> _Problem to solve_: Transcribe every entry that follows exactly, omitting all pictures.

··· Listed records ···

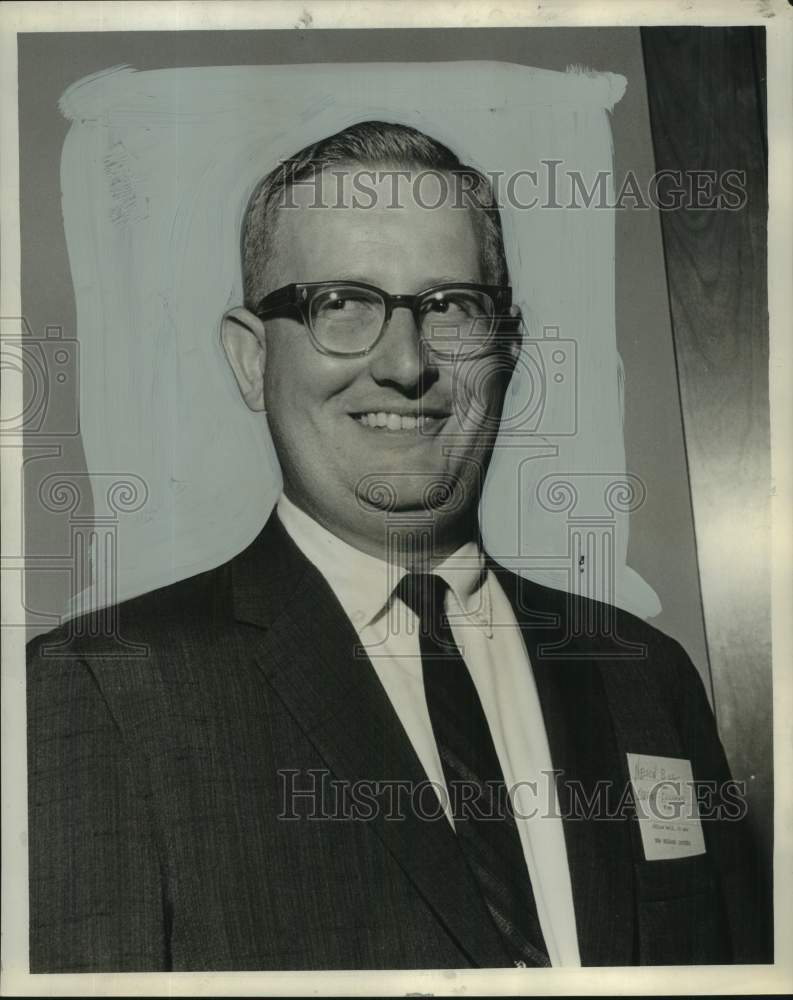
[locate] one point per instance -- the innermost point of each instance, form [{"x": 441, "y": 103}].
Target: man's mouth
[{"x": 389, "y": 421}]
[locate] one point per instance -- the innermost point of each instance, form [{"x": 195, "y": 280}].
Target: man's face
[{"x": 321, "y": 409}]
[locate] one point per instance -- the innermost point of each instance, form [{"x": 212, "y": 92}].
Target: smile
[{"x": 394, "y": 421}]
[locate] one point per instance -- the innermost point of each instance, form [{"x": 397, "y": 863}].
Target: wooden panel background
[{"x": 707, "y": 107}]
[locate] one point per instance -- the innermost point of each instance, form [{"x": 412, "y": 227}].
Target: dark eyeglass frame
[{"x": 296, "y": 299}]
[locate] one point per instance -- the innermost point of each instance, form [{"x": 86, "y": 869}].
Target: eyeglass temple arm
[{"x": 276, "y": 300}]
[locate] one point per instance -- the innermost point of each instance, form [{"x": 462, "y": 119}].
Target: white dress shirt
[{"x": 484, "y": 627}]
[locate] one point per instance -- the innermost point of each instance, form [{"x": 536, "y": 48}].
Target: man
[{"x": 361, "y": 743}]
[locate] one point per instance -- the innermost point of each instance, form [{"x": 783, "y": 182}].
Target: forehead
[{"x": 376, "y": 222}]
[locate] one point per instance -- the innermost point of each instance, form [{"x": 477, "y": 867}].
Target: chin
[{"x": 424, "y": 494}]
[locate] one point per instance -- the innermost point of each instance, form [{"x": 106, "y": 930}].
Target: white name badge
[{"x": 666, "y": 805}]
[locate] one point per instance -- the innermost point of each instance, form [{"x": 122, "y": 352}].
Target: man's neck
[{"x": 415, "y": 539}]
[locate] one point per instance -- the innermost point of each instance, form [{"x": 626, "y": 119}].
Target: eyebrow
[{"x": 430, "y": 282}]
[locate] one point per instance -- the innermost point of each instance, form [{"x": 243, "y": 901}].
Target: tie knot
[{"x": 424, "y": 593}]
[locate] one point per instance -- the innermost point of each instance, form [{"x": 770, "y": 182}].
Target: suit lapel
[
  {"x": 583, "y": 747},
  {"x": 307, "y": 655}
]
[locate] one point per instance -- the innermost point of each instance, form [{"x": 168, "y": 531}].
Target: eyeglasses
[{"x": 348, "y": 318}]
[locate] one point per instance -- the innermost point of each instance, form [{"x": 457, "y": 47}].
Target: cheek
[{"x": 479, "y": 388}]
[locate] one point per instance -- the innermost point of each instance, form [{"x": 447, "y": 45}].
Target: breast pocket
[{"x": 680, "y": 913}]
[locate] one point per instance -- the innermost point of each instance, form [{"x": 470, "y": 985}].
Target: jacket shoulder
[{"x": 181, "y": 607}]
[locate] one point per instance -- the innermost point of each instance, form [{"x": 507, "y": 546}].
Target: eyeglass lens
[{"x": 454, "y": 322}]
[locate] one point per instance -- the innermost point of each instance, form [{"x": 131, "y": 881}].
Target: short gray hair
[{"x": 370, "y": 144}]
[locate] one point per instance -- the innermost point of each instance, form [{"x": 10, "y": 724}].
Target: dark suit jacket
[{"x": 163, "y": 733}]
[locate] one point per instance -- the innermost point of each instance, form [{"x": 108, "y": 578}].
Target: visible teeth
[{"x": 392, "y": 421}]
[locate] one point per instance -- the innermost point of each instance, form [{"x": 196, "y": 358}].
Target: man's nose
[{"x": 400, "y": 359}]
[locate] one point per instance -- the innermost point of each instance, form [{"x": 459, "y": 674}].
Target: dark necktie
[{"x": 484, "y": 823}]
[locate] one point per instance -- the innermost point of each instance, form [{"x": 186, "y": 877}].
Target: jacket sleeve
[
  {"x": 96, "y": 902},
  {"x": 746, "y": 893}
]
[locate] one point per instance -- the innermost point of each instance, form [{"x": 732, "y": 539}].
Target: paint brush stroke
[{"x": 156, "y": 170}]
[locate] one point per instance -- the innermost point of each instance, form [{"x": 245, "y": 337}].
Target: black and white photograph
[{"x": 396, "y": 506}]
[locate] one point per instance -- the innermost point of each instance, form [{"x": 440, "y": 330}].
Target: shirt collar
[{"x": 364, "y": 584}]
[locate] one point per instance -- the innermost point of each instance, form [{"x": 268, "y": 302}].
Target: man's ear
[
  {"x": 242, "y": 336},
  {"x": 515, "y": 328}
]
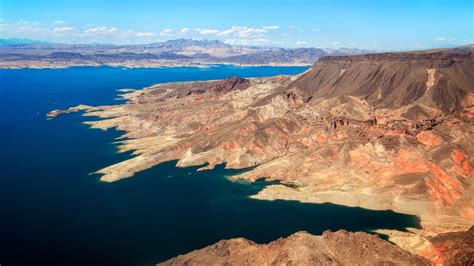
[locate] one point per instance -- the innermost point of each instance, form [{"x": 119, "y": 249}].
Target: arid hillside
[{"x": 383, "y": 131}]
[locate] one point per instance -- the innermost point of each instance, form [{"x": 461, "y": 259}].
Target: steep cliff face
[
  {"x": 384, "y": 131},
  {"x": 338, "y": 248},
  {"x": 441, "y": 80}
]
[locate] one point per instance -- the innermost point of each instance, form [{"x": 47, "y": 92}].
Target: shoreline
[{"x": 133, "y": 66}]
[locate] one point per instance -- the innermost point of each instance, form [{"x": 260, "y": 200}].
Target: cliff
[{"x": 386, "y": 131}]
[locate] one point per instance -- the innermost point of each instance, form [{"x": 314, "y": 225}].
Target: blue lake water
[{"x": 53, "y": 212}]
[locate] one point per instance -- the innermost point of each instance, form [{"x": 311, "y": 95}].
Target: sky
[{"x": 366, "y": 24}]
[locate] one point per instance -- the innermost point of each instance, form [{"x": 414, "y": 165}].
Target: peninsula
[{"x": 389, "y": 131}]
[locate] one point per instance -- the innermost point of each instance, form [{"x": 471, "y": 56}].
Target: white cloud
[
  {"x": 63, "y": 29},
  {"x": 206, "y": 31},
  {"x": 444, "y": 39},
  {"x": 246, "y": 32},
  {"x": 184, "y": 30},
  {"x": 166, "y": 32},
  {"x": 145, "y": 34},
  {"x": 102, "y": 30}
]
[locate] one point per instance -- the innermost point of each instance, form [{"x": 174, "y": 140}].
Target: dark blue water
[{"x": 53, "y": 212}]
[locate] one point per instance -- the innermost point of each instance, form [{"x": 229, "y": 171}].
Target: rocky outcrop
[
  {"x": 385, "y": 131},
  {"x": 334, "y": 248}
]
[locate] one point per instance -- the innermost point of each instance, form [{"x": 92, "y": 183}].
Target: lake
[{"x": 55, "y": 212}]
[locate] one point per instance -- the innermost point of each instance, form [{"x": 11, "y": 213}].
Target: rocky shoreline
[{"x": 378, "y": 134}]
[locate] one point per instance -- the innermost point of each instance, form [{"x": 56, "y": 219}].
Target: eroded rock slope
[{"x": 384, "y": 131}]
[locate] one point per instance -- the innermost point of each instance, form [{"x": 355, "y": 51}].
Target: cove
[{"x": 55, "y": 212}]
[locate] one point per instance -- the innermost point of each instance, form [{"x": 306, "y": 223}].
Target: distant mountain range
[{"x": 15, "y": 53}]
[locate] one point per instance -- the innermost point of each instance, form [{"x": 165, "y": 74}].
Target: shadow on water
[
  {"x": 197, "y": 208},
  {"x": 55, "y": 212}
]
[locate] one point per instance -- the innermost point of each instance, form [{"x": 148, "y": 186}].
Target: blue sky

···

> _Exercise solution_:
[locate] one point per instance -- the innermost point of each instance, form [{"x": 441, "y": 103}].
Target: man's mouth
[{"x": 389, "y": 421}]
[locate] one point per instance -- the innermost point of each instance, form [{"x": 195, "y": 280}].
Target: man's face
[{"x": 321, "y": 409}]
[locate] one point per instance -- the innermost point of each instance, form [{"x": 212, "y": 92}].
Target: smile
[{"x": 394, "y": 421}]
[locate] one point per instance -- the innermost point of each instance, form [{"x": 397, "y": 863}].
Target: wooden panel background
[{"x": 707, "y": 107}]
[locate] one point per instance -- the innermost point of each instance, form [{"x": 412, "y": 227}].
Target: dark eyeglass frame
[{"x": 296, "y": 299}]
[locate] one point per instance -- the innermost point of each instance, form [{"x": 86, "y": 869}].
Target: eyeglass temple arm
[{"x": 276, "y": 300}]
[locate] one point per instance -- the innermost point of each instance, form [{"x": 462, "y": 119}].
Target: white dress shirt
[{"x": 484, "y": 627}]
[locate] one point per instance -- the innermost point of each instance, form [{"x": 536, "y": 48}].
Target: man
[{"x": 361, "y": 743}]
[locate] one point per instance -- the innermost point of each instance, form [{"x": 783, "y": 182}].
Target: forehead
[{"x": 376, "y": 222}]
[locate] one point per instance -- the innermost point of each instance, form [{"x": 477, "y": 867}].
Target: chin
[{"x": 424, "y": 494}]
[locate] one point per instance -- the innermost point of each instance, form [{"x": 106, "y": 930}].
Target: white name badge
[{"x": 666, "y": 805}]
[locate] one point per instance -- the innermost point of each instance, form [{"x": 122, "y": 352}].
Target: man's neck
[{"x": 415, "y": 539}]
[locate] one point per instance -- the innermost point of each instance, form [{"x": 626, "y": 119}].
Target: eyebrow
[{"x": 430, "y": 282}]
[locate] one point per instance -- the innermost point of each instance, form [{"x": 243, "y": 901}].
Target: tie knot
[{"x": 424, "y": 593}]
[locate] one point per instance -- the innermost point of each instance, form [{"x": 770, "y": 182}].
Target: suit lapel
[
  {"x": 583, "y": 747},
  {"x": 307, "y": 655}
]
[locate] one point per instance -- the innermost point of each instance, form [{"x": 168, "y": 531}].
Target: eyeglasses
[{"x": 348, "y": 318}]
[locate] one point per instance -- the innermost point of each instance, form [{"x": 457, "y": 47}].
Target: cheek
[{"x": 479, "y": 388}]
[locate] one point per instance -- the innermost point of each instance, form [{"x": 447, "y": 45}].
Target: breast pocket
[{"x": 680, "y": 913}]
[locate] one point per instance -- the innermost point of each instance, form [{"x": 470, "y": 985}].
Target: jacket shoulder
[{"x": 181, "y": 607}]
[locate] one point per instance -- the innermost point of each instance, form [{"x": 507, "y": 546}].
Target: eyeglass lens
[{"x": 454, "y": 322}]
[locate] one point per instance -- the innermost point of each instance, form [{"x": 131, "y": 881}].
Target: short gray hair
[{"x": 370, "y": 144}]
[locate] one point per instance -- the innermost point of each instance, form [{"x": 10, "y": 724}].
Target: dark suit jacket
[{"x": 163, "y": 733}]
[locate] one point per instance -- the innermost point of each instance, form [{"x": 108, "y": 578}].
Target: visible teeth
[{"x": 392, "y": 421}]
[locate] one point per instance -- the innermost point of each instance, form [{"x": 196, "y": 358}].
Target: man's nose
[{"x": 400, "y": 359}]
[locate] one point per instance -- the innermost point of each instance, form [{"x": 459, "y": 674}].
Target: dark necktie
[{"x": 484, "y": 823}]
[locate] one point per instance -- the innermost point of each instance, form [{"x": 186, "y": 877}].
Target: jacket sleeve
[
  {"x": 96, "y": 902},
  {"x": 746, "y": 893}
]
[locate] one point per instance -- the innermost point of each instance, form [{"x": 732, "y": 539}].
Target: paint brush stroke
[{"x": 156, "y": 170}]
[locate] one point per instance -- the innermost point of each instance, form [{"x": 245, "y": 337}].
Target: black and white photograph
[{"x": 396, "y": 506}]
[locate] one point per instance -- the innermost point of each instance, form [{"x": 440, "y": 330}].
Target: shirt collar
[{"x": 364, "y": 584}]
[locate] one point per instance -- the innermost point of each instance, form [{"x": 268, "y": 302}].
Target: man's ear
[
  {"x": 242, "y": 336},
  {"x": 515, "y": 328}
]
[locate] one point per instance -- the innermost point of each instance, form [{"x": 119, "y": 249}].
Target: arid hillside
[{"x": 383, "y": 131}]
[locate] one point per instance -- the innermost point of each instance, form [{"x": 461, "y": 259}].
Target: steep cliff face
[
  {"x": 384, "y": 131},
  {"x": 338, "y": 248},
  {"x": 441, "y": 80}
]
[locate] one point per instance -- the innermost point of each instance, form [{"x": 47, "y": 92}].
Target: shoreline
[{"x": 133, "y": 66}]
[locate] one point per instance -- the innermost point of each instance, form [{"x": 260, "y": 200}].
Target: cliff
[{"x": 386, "y": 131}]
[locate] one point per instance -- the innermost point of each instance, form [{"x": 314, "y": 225}].
Target: blue lake water
[{"x": 53, "y": 212}]
[locate] one point per instance -- the innermost point of each instance, form [{"x": 311, "y": 95}].
Target: sky
[{"x": 366, "y": 24}]
[locate] one point per instance -- the innermost point of each instance, form [{"x": 414, "y": 165}].
Target: peninsula
[{"x": 389, "y": 131}]
[locate] one point per instance -- the innermost point of each instance, form [{"x": 471, "y": 56}].
Target: white cloud
[
  {"x": 63, "y": 29},
  {"x": 206, "y": 31},
  {"x": 444, "y": 39},
  {"x": 246, "y": 32},
  {"x": 184, "y": 30},
  {"x": 166, "y": 32},
  {"x": 145, "y": 34},
  {"x": 102, "y": 30}
]
[locate] one point per instance -- the innermost point of each instance, form [{"x": 174, "y": 140}].
Target: dark blue water
[{"x": 53, "y": 212}]
[locate] one point per instance -- the innermost point of each instance, form [{"x": 229, "y": 171}].
Target: rocky outcrop
[
  {"x": 385, "y": 131},
  {"x": 334, "y": 248}
]
[locate] one point per instance -- the innermost point of each instance, form [{"x": 92, "y": 183}].
Target: lake
[{"x": 55, "y": 212}]
[locate] one point per instance -- the innermost point of each instance, form [{"x": 11, "y": 213}].
Target: rocky shoreline
[{"x": 378, "y": 134}]
[locate] one point per instance -- the innermost point of each instance, form [{"x": 56, "y": 219}].
Target: eroded rock slope
[{"x": 384, "y": 131}]
[locate] one point per instance -- the innermost point of each instance, form [{"x": 355, "y": 51}].
Target: cove
[{"x": 55, "y": 212}]
[locate] one point per instance -- the innermost point of each instance, form [{"x": 306, "y": 223}].
Target: distant mountain range
[{"x": 15, "y": 53}]
[locate] one point per instance -- the innermost point of each instance, form [{"x": 165, "y": 74}].
Target: shadow on water
[
  {"x": 197, "y": 208},
  {"x": 55, "y": 212}
]
[locate] one point per instance -- the innermost point of each instance, form [{"x": 148, "y": 186}].
Target: blue sky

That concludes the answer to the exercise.